-- Start of Records for this task --

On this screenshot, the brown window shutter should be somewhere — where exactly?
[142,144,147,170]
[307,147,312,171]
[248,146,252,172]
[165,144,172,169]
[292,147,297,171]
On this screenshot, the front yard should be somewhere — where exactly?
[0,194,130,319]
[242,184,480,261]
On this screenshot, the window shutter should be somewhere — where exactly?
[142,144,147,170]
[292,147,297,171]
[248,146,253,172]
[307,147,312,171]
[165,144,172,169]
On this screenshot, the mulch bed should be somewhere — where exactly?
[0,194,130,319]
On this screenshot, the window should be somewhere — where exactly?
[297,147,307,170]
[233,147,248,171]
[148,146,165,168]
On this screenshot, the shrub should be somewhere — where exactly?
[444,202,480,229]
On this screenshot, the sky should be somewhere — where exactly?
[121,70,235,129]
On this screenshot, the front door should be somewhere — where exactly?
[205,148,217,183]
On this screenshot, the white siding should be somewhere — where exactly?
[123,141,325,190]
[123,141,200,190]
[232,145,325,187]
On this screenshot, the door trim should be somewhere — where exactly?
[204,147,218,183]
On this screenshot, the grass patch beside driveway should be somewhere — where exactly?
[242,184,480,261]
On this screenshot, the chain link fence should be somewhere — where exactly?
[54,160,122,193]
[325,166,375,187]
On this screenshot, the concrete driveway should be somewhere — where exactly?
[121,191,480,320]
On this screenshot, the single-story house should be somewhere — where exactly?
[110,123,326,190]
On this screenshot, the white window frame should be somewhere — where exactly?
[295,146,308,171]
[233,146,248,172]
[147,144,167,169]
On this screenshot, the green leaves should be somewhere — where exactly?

-- End of Records for this task --

» **Given exercise**
Which rows above contain the string "door"? Pick out each of them and copy it in full, treating uppercase and lowercase as different.

» **Result of this exercise**
On this screenshot, the front door should be somewhere — where exactly?
On this screenshot, the door trim should be somewhere — where exactly?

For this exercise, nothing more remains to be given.